#### Page text
Hello and thank you for having me. I’m pleased to share the story of how we unified our search infrastructure at Vinted and unlocked new capabilities by adopting the Vespa search engine.
Vinted is one of the most popular online marketplaces for second-hand items, operating in 20+ countries. We support 15 spoken languages, making search a linguistic and technical challenge. Our infrastructure handles over 75 billion active items in real time and serves around 25,000 search queries per second, each returning up to 1,000 results.
At one point, we were managing six large Elasticsearch clusters. These created significant operational overhead: coordinating updates, alias switches, reindexing, performance degradation, and shard management. Feature development slowed because the platform couldn’t support new capabilities without risk.
We discovered Vespa thanks to a persistent data scientist who encouraged us to use it for homepage recommendations. Reluctantly, we tried it—and were immediately impressed. It was faster, easier to manage, and impactful on both performance and business outcomes.
- – Migrated from 6 Elasticsearch clusters to 1 Vespa deployment
- – Cut server costs by 50%
- – Improved query latency by over 2x
- – Increased indexing speed by over 3x
- – Achieved sub-second data visibility for real-time updates (vs. 6 mins previously)

#### Given entries

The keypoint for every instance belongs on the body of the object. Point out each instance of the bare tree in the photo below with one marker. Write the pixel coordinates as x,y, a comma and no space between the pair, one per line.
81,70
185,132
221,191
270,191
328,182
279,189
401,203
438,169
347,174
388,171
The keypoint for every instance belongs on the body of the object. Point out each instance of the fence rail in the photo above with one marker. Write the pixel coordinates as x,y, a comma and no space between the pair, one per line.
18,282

#### What you are asked to do
Continue the account of Vinted's move from Elasticsearch to Vespa, starting right after its last line.

#### Answer to the problem
Previously, our architecture was a complex chain of loosely connected services across multiple teams. Now, we have a unified platform where all phases of search—including ML-based ranking and retrieval—happen in one place. This reduced system complexity, improved collaboration, and eliminated silos.
- Run multiple ML models natively
- Deploy real-time recommendation engines using two-tower neural networks and ANN search
- Tune search with fine-grained control over multi-phase ranking logic
- Co-locate data, compute, and ranking for deterministic performance
- Instant homepage personalization (e.g., adapting to PlayStation game searches in seconds)
- Counterfeit detection via image search
- Stream processing with Apache Flink integrated into Vespa as a persistent, searchable index
We’re expanding use cases each quarter and integrating Vespa more deeply into our experimentation platforms and personalization engines. It’s a strategic enabler, letting us experiment faster and deliver real-time, AI-powered features across the business.
Closing Thoughts
Migrating to Vespa wasn’t just an engine swap—it was a transformation. From silos to synergy. From delays to real time. Vespa is now central to our infrastructure, enabling smarter, faster, and more unified search.